Site information
- Type: Military base
- Owner: Ministry of Defence
- Operator: Malaysian Army
- Controlled by: 7th Infantry Brigade
- Open to the public: Yes
- Other site facilities: Kluang Airport; Air traffic control tower;

Site history
- Built: 1939
- In use: 1942–present
- Battles/wars: World War II Malayan campaign; Fall of Singapore; ; ; Malayan Emergency; Indonesia–Malaysia Confrontation; Communist insurgency in Malaysia (1968–1989);

Garrison information
- Garrison: Malaysian Army Aviation; 7th Infantry Brigade; Army Field Engineering Institute;
- Occupants: 881st Army Aviation Regiment;

= Camp Mahkota =

Army base operated by the Malaysian Army in Johor, Malaysia

Camp Mahkota (Kem Mahkota; Jawi: کيم مهکوتا) is a major Malaysian Army base situated in the Kluang District, Johor, Malaysia. The facility is located in close proximity to the Kluang town centre, approximately 80 km north of Johor Bahru, and forms an integral part of the larger Kluang Garrison military installation. The base stands adjacent to Kluang Airport (ICAO: WMAP), which is classified by the Civil Aviation Authority of Malaysia (CAAM) as a civilian aerodrome with restricted usage; its operations are limited to helicopters and small-to-medium chartered or private aircraft owing to the condition of the grass airstrip.

The site was originally part of a golf course before the Second World War. The current Camp Mahkota is the result of a significant expansion of the older Kluang Airfield (or Kluang Airport) by British and Commonwealth forces, commencing in 1946 during the Malayan Emergency.

During its administration by Commonwealth forces, the specific army base within the facility was named the Balaclava Lines, and the entire military complex was often referred to by locals simply as the Camp Garrison, a shortened form of Kluang Garrison.

== History ==

=== Origin: Kluang Airfield during the Japanese occupation of Malaya ===
The present-day Camp Mahkota was established around the site of the former Kluang Airfield following a significant expansion by British forces after the Second World War to accommodate ground forces during the Malayan Emergency.

The history of the Kluang Airfield site began in 1939 when British forces in Malaya constructed a 1000 yd secondary grass airstrip near a golf course close to Kluang town (also spelt Keluang at the time). This strip was intended for emergency use by aircraft travelling to or from Singapore. In the same year, the British also established a more permanent installation, bearing the original name of Kluang Airfield, at Kahang, approximately 38 km northwest of the current location.

Following the Japanese occupation of Malaya, the original Kluang Airfield in Kahang was converted into a Prisoner of War (POW) camp for Commonwealth POWs. These prisoners were subsequently forced into labour to construct a new airfield for the Imperial Japanese Army Air Service (IJAAS) at the current Camp Mahkota location.

Under the Imperial Japanese forces, a nearby hillside was flattened to extend the original grass airstrip from 1000 yd to 1500 yd. They also constructed a second, hard-surface runway measuring 700 yd. Additionally, multiple hangars were built, with at least two remaining in use by Commonwealth forces until 1970. The new Kluang Airfield became one of the three major bases for the IJAAS in Malaya, alongside Kuantan (now the RMAF Kuantan Air Base and Sultan Haji Ahmad Shah Airport) and Seletar (now Seletar Airport).

- WHAT NEEDS TO BE DONE -
Recast the paragraph of the Camp Mahkota text that opens "Under the Imperial Japanese forces" as a bulleted list, keeping its main facts.

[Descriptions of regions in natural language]
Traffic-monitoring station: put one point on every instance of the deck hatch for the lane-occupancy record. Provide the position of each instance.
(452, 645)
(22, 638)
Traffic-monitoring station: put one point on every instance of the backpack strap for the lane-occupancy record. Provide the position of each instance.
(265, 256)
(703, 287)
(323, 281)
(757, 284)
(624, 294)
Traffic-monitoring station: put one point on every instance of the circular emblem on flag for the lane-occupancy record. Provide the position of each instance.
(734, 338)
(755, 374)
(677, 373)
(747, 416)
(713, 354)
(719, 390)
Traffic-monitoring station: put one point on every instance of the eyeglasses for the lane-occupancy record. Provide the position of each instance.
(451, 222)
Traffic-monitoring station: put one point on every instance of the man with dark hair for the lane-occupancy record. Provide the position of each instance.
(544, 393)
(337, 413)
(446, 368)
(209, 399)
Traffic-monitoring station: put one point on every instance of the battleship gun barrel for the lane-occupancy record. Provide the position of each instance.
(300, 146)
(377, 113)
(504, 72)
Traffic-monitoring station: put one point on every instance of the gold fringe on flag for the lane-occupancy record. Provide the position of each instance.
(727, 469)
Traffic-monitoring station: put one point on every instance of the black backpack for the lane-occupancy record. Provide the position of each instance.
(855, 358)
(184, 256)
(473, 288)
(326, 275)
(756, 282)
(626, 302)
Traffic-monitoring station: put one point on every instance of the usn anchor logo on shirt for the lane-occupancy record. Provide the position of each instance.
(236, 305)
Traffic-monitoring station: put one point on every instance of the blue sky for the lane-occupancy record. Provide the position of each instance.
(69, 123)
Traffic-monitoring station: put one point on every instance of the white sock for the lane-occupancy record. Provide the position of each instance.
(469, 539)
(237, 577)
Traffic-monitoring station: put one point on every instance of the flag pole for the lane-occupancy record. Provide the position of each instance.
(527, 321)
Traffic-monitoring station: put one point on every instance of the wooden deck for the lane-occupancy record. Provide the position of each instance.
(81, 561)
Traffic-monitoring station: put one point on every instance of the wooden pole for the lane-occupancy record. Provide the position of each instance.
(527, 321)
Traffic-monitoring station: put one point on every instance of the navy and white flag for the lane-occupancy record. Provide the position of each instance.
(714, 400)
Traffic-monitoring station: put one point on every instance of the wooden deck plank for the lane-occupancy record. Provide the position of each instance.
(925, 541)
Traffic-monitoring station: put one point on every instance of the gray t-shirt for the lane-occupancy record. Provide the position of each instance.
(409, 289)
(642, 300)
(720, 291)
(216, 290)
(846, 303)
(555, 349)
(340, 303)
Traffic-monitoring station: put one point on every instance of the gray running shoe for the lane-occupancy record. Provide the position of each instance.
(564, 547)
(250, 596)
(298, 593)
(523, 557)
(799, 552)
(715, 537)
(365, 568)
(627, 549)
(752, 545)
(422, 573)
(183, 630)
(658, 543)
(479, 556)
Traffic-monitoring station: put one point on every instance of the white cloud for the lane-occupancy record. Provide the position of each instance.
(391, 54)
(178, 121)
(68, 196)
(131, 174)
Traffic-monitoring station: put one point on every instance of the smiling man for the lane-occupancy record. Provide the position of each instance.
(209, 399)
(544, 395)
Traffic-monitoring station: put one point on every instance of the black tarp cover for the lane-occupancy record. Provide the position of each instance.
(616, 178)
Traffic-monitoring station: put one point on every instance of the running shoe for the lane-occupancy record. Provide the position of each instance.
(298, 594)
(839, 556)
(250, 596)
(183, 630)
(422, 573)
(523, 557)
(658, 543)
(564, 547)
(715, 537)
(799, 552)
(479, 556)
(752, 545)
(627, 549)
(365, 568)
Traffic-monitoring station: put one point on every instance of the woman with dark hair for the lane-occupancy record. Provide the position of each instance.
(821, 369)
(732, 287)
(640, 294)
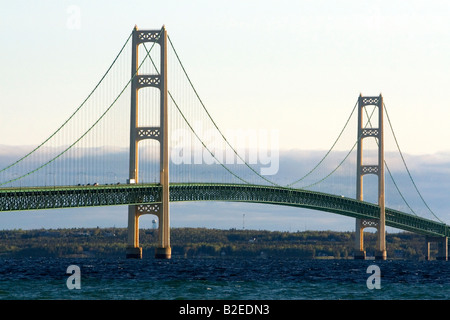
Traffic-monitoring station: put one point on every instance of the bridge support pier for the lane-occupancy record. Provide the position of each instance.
(134, 251)
(442, 243)
(159, 133)
(359, 252)
(376, 169)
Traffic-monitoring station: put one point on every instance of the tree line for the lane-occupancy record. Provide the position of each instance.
(203, 242)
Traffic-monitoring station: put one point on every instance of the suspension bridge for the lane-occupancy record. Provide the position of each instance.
(96, 158)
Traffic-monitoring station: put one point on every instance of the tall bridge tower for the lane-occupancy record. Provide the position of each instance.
(160, 133)
(376, 169)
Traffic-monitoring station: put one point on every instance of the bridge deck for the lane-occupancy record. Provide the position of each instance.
(36, 198)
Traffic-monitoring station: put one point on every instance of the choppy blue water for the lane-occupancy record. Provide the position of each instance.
(228, 278)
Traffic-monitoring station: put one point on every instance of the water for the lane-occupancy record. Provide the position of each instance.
(223, 279)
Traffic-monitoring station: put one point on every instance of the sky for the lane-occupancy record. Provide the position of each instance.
(292, 66)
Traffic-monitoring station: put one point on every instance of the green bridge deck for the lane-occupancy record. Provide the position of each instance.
(37, 198)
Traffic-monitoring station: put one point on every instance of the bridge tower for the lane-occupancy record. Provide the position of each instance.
(376, 169)
(160, 133)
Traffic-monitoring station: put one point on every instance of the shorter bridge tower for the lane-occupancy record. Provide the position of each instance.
(160, 133)
(376, 169)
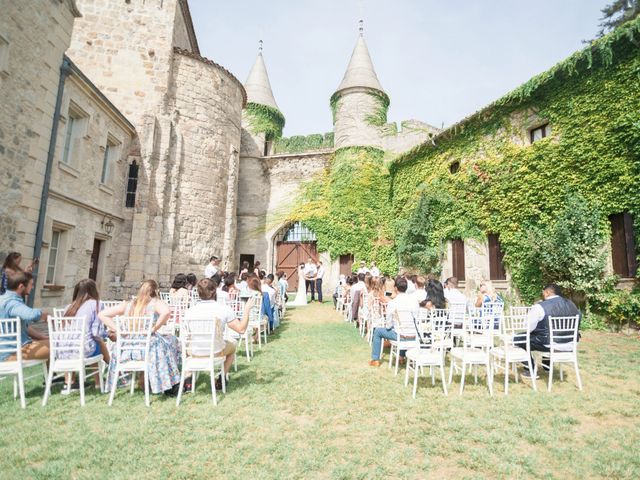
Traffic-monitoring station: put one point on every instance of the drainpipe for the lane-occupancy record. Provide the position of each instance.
(65, 69)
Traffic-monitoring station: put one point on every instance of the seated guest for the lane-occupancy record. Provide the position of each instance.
(356, 292)
(164, 350)
(179, 287)
(283, 285)
(420, 293)
(552, 305)
(86, 303)
(19, 285)
(192, 280)
(435, 295)
(209, 307)
(212, 267)
(486, 294)
(451, 292)
(403, 302)
(11, 266)
(229, 284)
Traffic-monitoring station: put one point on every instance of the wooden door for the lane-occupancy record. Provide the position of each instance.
(457, 258)
(292, 254)
(95, 259)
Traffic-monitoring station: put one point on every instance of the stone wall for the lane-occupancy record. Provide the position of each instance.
(33, 39)
(351, 125)
(126, 50)
(208, 105)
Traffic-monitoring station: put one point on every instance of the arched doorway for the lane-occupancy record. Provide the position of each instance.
(295, 243)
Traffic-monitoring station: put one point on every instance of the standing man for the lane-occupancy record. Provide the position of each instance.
(310, 271)
(375, 271)
(319, 276)
(552, 305)
(212, 268)
(363, 267)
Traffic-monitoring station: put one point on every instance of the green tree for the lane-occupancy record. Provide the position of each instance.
(617, 13)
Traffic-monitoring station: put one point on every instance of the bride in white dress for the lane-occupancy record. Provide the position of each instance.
(301, 295)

- WRITTEN SOLUTION -
- A nearby hillside was flattened so the original grass airstrip could be lengthened from 1000 yd to 1500 yd.
- A second, hard-surface runway of 700 yd was built.
- Several hangars were put up, and at least two stayed in use by Commonwealth forces until 1970.
- The new Kluang Airfield became one of the IJAAS's three major bases in Malaya. The other two were Kuantan (now the RMAF Kuantan Air Base and Sultan Haji Ahmad Shah Airport) and Seletar (now Seletar Airport).